_Provided text_

★ ★ ★ ★ ★ ★ ★

I'm trying to use KS test to determine whether one group of data is scholastically dominates another. So I'm studying dataset regarding performance of companies, which are divided into 2 groups. Instead of comparing mean values for this two groups, I follow [1] and want to compare distributions using KS test (Table 3). They do two tests: one sided (A less then B) and two sided (equality). For that I use STATA's ksmirnov command, the problem is how to interpret the output. It return D and p but what one can conclude from these values is not clear for me. For instance, for my groups it returns:
. ksmirnov performance, by(myGroup)
Two-sample Kolmogorov-Smirnov test for equality of distribution functions
Smaller group D P-value Corrected
----------------------------------------------
0: 0.0047 0.972
1: -0.1635 0.000
Combined K-S: 0.1635 0.000 0.000
The 0 is checking hypothesis that group0 has smaller values then group1. The 1 for hypothesis that group0 has larger values then group1. But I do not understand how to interpret D and p. What is the unit of D and is it big enough to accept hypothesis (for instance, for the confidence 0.05)?

★ ★ ★ ★ ★ ★ ★

_Data rows_
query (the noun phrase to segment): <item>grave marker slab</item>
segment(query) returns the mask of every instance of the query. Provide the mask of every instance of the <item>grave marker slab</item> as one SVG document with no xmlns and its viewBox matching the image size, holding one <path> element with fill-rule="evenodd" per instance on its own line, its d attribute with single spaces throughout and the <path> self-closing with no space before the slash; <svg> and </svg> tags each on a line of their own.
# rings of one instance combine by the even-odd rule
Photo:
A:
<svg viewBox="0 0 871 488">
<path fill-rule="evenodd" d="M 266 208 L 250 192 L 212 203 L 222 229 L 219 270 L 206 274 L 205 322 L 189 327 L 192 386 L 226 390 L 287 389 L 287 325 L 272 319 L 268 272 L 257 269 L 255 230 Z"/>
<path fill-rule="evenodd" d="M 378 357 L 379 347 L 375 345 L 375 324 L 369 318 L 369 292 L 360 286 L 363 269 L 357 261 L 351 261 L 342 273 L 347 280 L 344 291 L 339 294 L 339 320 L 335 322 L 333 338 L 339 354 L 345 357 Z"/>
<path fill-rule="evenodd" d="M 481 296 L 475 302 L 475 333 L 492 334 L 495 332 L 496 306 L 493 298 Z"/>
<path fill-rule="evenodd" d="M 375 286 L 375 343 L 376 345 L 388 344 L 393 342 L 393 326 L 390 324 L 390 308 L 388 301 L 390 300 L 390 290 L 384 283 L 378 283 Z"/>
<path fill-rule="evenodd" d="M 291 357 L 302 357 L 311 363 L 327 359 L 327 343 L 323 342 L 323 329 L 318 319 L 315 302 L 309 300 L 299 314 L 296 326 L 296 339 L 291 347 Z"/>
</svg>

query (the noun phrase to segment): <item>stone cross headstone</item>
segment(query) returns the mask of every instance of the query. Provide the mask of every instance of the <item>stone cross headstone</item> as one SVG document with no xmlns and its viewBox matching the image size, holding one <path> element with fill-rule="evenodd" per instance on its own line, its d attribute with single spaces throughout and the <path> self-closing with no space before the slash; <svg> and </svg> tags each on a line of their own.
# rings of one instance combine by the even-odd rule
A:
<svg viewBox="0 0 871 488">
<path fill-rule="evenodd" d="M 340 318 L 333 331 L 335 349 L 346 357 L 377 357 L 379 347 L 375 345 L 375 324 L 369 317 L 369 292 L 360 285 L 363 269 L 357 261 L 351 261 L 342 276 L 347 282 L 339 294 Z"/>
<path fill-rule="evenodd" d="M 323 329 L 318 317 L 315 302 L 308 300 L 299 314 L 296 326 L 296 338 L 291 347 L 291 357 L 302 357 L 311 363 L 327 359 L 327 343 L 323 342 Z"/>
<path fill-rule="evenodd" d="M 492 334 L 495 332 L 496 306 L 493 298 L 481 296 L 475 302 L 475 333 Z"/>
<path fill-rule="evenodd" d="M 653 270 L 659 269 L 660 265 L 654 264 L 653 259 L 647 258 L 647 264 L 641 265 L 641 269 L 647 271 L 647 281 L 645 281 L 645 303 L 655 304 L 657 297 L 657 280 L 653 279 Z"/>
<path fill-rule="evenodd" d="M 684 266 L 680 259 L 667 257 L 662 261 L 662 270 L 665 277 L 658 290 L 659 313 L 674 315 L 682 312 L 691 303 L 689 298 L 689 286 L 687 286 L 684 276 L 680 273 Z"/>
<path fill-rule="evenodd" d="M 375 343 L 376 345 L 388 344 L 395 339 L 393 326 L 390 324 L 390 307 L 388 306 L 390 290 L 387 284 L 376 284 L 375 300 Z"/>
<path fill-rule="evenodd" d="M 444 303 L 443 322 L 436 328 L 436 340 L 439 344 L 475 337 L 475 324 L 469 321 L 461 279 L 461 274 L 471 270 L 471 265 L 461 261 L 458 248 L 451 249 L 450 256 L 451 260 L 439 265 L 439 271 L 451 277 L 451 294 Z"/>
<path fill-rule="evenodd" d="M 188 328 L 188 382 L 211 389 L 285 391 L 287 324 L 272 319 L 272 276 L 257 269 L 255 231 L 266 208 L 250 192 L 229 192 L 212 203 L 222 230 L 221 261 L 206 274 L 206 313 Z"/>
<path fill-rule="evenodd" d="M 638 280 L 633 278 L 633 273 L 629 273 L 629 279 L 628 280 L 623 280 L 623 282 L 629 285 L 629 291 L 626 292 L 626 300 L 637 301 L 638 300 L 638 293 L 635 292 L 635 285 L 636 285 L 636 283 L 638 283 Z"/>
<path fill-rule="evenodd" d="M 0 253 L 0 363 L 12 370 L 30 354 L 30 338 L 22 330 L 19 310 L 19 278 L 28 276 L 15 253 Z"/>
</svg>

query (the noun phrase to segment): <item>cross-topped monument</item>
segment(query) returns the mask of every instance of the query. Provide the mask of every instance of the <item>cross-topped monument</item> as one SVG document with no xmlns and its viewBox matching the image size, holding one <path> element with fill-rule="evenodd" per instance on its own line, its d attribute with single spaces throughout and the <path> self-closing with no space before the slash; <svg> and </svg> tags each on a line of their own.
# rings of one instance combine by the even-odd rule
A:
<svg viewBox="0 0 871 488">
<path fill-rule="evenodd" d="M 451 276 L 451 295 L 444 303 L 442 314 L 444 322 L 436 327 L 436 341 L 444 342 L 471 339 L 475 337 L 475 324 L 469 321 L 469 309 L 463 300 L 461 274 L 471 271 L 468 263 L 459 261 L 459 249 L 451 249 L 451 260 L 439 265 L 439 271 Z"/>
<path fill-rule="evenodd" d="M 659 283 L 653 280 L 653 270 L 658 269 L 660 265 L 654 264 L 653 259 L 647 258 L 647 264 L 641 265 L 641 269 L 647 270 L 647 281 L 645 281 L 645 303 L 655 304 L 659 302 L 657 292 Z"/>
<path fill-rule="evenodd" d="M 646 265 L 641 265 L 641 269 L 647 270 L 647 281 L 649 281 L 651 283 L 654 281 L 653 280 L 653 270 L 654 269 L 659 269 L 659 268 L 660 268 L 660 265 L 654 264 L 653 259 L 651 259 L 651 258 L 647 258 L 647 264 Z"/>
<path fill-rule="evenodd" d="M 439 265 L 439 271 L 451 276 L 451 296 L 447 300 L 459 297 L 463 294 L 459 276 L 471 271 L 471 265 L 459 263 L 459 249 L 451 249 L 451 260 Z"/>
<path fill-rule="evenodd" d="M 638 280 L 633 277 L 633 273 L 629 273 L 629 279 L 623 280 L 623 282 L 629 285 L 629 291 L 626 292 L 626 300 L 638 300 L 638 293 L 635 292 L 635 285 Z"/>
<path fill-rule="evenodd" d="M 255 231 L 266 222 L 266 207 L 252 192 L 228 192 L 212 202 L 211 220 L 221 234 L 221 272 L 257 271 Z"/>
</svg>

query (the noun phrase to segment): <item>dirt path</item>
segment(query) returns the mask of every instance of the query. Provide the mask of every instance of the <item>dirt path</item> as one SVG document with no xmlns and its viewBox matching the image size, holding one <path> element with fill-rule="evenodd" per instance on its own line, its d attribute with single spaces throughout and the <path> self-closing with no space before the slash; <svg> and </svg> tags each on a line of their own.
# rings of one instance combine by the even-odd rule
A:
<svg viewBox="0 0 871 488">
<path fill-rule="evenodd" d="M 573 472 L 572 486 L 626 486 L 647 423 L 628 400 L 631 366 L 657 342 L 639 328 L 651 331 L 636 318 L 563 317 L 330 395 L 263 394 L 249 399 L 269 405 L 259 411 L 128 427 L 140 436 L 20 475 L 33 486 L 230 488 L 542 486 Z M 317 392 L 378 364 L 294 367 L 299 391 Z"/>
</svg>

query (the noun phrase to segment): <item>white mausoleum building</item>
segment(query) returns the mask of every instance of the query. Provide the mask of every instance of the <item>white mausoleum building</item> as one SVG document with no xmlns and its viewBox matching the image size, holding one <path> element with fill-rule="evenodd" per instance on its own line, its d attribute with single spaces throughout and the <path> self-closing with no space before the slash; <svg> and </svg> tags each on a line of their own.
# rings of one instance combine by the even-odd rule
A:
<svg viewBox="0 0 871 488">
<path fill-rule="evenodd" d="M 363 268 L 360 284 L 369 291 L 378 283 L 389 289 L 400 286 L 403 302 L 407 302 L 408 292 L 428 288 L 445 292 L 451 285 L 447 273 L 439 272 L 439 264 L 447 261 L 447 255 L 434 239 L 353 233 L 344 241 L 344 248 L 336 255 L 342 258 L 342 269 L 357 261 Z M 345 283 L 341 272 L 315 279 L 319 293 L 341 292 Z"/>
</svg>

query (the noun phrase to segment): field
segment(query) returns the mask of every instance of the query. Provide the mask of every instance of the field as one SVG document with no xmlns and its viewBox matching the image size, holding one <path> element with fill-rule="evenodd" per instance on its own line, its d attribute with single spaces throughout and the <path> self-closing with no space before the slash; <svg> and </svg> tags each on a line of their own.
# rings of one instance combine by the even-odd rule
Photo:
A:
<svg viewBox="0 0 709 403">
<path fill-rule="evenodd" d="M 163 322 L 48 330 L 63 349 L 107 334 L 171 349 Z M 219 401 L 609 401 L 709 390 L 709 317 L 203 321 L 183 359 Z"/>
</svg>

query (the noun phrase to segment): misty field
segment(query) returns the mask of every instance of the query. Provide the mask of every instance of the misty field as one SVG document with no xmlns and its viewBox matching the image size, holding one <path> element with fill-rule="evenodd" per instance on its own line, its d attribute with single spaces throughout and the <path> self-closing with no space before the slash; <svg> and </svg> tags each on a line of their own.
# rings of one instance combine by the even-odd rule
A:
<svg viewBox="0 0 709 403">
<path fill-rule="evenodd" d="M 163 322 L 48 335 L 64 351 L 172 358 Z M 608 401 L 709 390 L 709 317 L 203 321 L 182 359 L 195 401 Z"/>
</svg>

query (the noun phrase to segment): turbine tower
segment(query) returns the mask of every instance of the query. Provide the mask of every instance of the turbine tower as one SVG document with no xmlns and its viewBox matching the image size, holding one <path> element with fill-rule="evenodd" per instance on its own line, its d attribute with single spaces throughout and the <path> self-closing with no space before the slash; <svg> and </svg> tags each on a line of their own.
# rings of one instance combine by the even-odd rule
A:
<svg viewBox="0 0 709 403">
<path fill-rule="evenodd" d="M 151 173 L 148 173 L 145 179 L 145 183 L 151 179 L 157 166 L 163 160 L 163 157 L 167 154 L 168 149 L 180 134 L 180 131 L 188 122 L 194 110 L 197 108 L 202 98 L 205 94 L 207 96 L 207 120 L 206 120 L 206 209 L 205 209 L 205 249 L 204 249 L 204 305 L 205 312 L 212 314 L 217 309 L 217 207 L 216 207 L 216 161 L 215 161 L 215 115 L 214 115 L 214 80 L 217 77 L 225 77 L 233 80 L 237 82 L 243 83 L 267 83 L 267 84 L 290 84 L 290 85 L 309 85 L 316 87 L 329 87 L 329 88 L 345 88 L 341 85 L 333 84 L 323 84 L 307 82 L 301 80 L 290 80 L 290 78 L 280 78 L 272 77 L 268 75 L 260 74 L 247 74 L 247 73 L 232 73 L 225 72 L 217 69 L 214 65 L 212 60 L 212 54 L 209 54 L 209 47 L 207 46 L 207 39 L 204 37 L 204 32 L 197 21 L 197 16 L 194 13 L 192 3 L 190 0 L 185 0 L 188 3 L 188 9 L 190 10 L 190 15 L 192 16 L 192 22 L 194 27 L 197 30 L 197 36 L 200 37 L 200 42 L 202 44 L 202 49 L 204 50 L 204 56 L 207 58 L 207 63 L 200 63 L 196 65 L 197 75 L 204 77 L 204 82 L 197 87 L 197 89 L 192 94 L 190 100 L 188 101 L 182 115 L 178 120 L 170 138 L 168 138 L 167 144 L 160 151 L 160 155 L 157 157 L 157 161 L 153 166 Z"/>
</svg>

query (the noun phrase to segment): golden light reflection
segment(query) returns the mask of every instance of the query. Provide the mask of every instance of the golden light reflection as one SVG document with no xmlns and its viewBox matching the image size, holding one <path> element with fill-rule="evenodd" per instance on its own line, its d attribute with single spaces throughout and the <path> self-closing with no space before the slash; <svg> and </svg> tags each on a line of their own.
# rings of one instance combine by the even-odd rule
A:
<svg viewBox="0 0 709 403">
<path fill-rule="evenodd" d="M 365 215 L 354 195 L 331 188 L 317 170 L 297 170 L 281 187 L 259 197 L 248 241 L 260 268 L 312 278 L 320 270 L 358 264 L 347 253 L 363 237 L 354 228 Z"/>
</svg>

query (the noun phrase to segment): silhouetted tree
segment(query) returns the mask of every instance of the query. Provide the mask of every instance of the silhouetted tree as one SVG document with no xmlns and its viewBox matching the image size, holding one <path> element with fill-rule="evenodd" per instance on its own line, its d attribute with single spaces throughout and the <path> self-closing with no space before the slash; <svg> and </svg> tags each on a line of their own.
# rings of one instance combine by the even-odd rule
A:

★ ★ ★ ★ ★ ★ ★

_Problem set_
1. For each statement about the post on the Kolmogorov-Smirnov test, answer yes or no and quote the words from the post that decide it. (a) The poster runs the test with Stata's ksmirnov command. (b) The combined D value reported is 0.0047. (c) The companies in the dataset are split into three groups.
2. Edit the stretch from "I'm trying to" through "ksmirnov performance, by(myGroup)" in the post on the Kolmogorov-Smirnov test, replacing "companies" with "firms".
3. Continue the post on the Kolmogorov-Smirnov test from where it stops.
The records come from a separate source.

_Answers per task_
1.
(a) Yes: "For that I use STATA's ksmirnov command"
(b) No: "Combined K-S: 0.1635 0.000 0.000"
(c) No: "which are divided into 2 groups"

2.
I'm trying to use KS test to determine whether one group of data is scholastically dominates another. So I'm studying dataset regarding performance of firms, which are divided into 2 groups. Instead of comparing mean values for this two groups, I follow [1] and want to compare distributions using KS test (Table 3). They do two tests: one sided (A less then B) and two sided (equality). For that I use STATA's ksmirnov command, the problem is how to interpret the output. It return D and p but what one can conclude from these values is not clear for me. For instance, for my groups it returns:
. ksmirnov performance, by(myGroup)

3.
Best Answer
The
D
s are the test statistics and they derive from the differences between the empirical cumulative distribution functions of the two groups. Therefore, they are the differences of probabilities. The p-values have their normal interpretation: if $pval \leq \alpha$, reject the null hypothesis; where $\alpha$ is a predetermined significance level.Stata also gives an additional p-value for the non-directional hypothesis (Combined K-S), corrected for small samples.
Examples and details of what Stata does are in [R] ksmirnov, including the math in the Methods and formulas section.
An example of a "manual" computation of the
D
s is:The "manual" approach is from [1], which Stata cites in its manual.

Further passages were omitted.